- [SHORT PROBLEM]:
How many lines of the material below contain the string "stone"? Case counts; reply with the number alone.

- [INFORMATION SUPPLIED]:
[BEGIN]

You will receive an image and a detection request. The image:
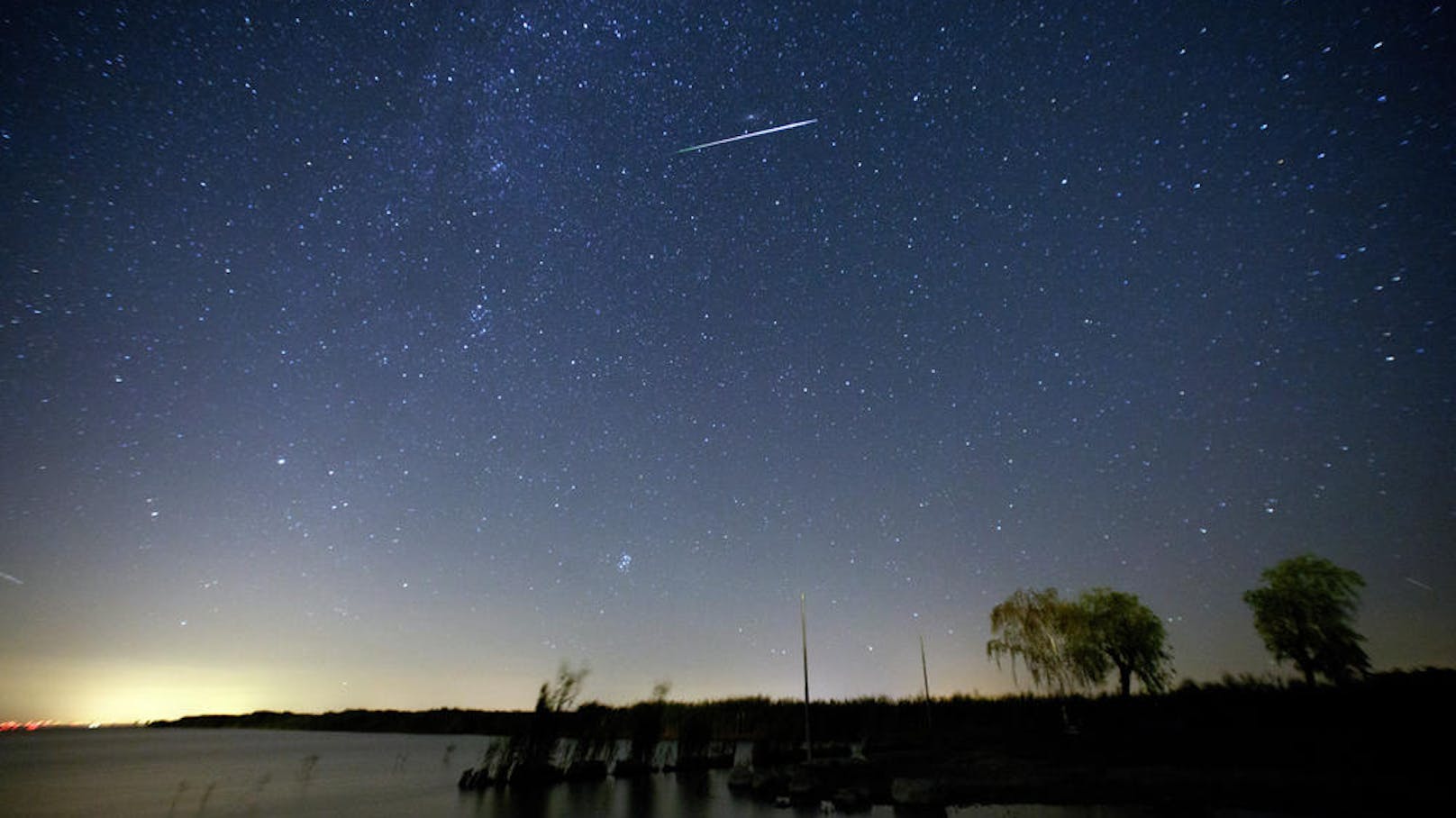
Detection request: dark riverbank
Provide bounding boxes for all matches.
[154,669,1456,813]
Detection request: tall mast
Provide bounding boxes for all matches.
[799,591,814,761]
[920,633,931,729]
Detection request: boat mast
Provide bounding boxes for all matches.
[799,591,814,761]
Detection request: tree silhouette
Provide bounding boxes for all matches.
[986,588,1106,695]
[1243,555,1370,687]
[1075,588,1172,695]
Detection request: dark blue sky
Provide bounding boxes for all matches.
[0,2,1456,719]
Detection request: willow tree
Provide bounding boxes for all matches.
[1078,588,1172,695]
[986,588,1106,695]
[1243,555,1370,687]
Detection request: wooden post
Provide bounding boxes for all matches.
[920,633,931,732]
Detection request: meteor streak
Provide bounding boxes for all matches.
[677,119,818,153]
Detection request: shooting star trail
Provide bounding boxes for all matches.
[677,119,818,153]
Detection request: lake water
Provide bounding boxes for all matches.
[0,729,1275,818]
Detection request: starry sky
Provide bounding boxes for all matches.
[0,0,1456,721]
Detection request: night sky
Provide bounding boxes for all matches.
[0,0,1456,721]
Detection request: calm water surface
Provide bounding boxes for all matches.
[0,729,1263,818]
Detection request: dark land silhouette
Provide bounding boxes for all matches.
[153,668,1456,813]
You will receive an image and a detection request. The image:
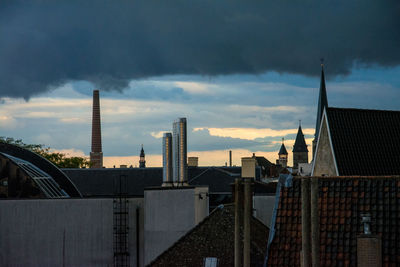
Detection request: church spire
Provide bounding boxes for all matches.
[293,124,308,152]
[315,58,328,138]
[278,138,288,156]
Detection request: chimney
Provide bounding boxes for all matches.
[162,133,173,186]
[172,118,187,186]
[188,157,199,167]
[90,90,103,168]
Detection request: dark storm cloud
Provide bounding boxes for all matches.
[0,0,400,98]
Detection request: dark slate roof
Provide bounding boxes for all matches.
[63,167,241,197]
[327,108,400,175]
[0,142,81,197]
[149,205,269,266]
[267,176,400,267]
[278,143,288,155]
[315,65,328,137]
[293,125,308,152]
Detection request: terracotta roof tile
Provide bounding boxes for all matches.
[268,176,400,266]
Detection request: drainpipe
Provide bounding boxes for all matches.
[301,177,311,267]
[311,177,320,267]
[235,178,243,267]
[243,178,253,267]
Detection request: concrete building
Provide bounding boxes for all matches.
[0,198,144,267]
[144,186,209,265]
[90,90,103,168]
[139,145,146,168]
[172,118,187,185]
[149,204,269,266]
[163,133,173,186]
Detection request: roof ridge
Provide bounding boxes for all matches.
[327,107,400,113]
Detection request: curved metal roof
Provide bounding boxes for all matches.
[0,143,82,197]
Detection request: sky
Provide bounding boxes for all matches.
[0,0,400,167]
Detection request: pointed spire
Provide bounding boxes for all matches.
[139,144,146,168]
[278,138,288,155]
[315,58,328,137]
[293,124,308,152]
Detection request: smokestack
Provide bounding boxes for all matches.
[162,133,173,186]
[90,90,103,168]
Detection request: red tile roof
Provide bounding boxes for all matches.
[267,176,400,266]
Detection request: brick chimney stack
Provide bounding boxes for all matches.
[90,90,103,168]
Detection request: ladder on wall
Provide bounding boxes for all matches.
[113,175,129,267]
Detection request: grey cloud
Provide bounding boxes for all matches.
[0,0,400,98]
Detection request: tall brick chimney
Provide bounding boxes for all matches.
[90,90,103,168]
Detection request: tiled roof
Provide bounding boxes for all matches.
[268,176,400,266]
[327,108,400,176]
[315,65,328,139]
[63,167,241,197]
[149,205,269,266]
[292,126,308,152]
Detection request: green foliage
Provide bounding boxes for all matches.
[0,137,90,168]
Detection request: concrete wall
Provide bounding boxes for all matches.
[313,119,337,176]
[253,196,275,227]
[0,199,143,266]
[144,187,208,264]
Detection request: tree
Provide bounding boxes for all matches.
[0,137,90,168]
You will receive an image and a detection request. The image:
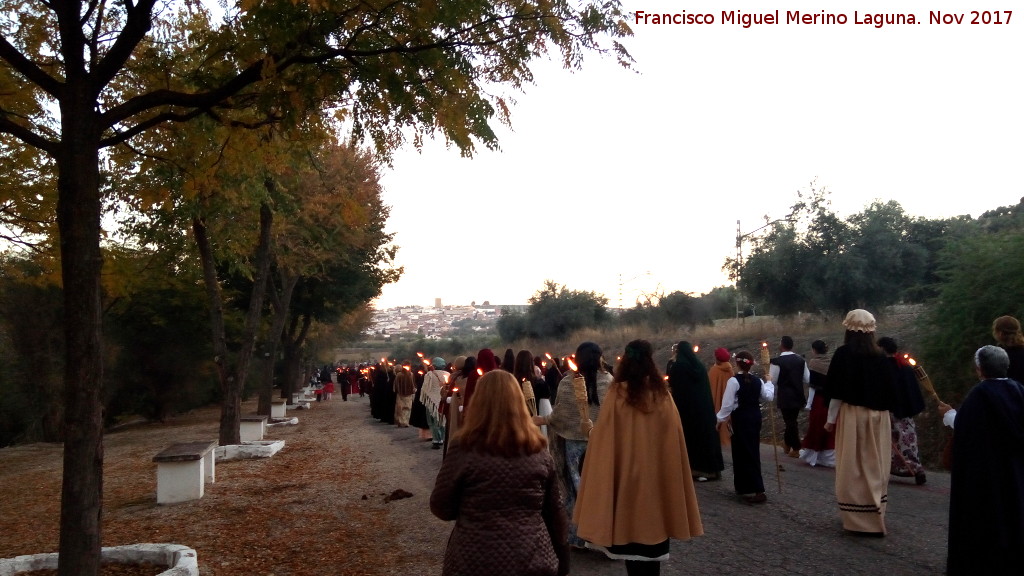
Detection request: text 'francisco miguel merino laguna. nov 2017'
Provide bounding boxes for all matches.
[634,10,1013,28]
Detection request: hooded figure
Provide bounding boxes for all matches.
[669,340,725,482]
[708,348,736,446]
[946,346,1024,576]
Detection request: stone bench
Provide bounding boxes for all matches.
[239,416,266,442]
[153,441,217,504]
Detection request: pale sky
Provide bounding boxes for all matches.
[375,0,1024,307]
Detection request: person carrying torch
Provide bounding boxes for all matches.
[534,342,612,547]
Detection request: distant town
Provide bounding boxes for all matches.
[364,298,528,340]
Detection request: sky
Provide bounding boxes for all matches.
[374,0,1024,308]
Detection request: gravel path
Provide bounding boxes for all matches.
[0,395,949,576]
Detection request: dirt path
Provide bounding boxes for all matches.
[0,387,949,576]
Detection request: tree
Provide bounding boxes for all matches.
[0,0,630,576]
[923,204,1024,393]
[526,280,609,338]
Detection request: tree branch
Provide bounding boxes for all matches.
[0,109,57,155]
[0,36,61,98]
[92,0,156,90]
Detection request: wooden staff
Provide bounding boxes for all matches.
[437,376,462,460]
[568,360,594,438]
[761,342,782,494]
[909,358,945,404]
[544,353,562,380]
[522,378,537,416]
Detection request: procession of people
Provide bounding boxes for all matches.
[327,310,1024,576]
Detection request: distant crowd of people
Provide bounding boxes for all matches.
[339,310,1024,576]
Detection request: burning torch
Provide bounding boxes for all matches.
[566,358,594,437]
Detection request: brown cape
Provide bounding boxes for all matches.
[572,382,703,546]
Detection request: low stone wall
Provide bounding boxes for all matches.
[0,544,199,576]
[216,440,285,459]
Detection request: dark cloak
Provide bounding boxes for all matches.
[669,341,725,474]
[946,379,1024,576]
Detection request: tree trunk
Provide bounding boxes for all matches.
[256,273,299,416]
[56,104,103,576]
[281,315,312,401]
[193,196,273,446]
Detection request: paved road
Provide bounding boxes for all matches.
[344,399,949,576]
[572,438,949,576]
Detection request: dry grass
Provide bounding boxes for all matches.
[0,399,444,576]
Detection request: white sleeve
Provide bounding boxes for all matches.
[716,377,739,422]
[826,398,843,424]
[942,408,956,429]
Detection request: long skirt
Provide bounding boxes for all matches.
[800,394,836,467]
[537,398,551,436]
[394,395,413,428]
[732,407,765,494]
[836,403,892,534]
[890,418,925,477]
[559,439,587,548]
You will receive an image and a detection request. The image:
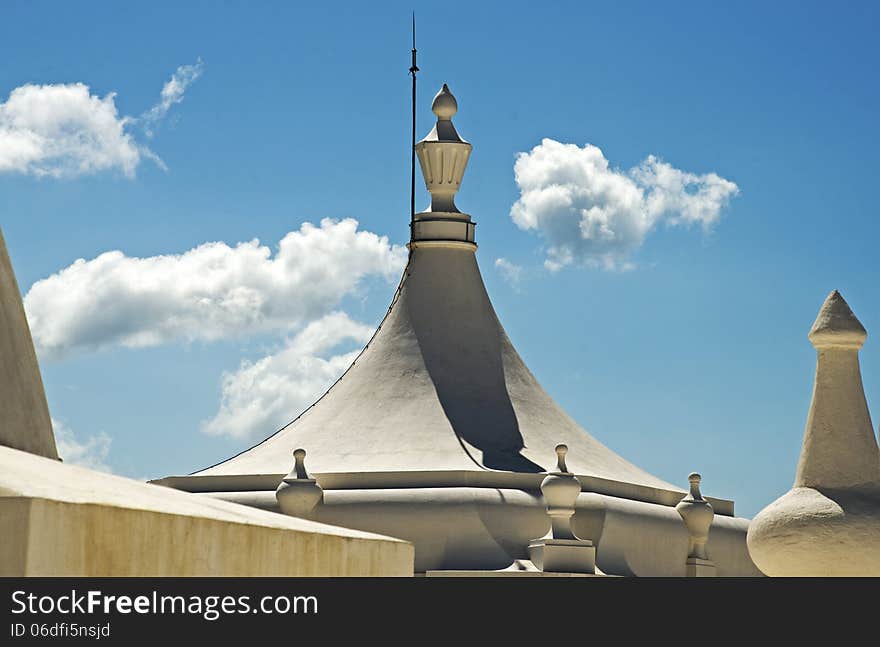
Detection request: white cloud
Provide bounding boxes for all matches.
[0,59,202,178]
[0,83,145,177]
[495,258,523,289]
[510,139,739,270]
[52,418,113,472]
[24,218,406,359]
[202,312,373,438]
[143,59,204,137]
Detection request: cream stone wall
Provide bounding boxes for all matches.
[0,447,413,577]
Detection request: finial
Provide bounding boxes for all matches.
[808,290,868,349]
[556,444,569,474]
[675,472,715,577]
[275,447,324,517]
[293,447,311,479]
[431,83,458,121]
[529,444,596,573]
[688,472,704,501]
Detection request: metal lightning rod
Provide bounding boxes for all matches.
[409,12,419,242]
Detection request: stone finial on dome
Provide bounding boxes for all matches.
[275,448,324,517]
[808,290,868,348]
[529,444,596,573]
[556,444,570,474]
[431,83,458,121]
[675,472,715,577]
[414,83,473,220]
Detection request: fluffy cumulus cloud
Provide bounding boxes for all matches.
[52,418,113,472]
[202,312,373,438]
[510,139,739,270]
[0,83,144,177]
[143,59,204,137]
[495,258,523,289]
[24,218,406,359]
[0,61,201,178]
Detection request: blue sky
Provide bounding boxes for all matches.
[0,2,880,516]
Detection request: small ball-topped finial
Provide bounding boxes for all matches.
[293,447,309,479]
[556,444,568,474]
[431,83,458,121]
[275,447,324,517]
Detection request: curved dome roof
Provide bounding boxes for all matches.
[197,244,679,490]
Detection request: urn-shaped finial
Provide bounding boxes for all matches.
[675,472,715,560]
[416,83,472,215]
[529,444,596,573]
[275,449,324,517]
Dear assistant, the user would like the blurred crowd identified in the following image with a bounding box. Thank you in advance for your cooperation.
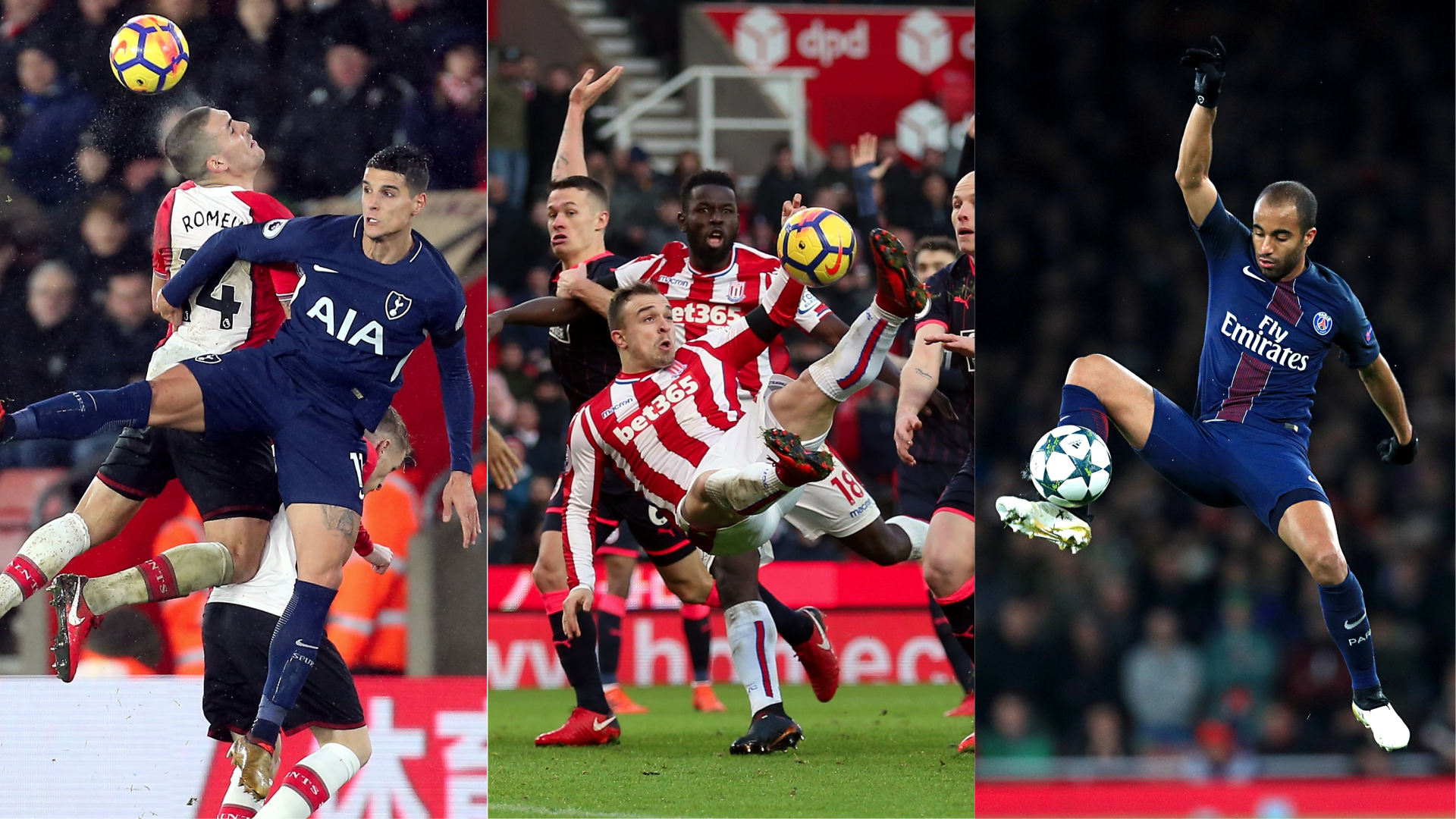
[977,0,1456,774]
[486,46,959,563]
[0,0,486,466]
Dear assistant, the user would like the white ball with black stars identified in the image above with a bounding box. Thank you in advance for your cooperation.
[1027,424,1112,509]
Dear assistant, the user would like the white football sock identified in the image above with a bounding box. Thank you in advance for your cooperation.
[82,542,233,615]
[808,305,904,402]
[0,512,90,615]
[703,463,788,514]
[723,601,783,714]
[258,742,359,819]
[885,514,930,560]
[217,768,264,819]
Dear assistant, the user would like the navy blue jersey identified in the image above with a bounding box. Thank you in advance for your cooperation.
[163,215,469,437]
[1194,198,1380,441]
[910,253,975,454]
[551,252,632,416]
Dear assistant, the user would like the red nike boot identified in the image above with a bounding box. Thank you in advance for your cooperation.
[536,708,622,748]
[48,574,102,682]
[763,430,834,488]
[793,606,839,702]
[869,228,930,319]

[END]

- [FULL OUTPUT]:
4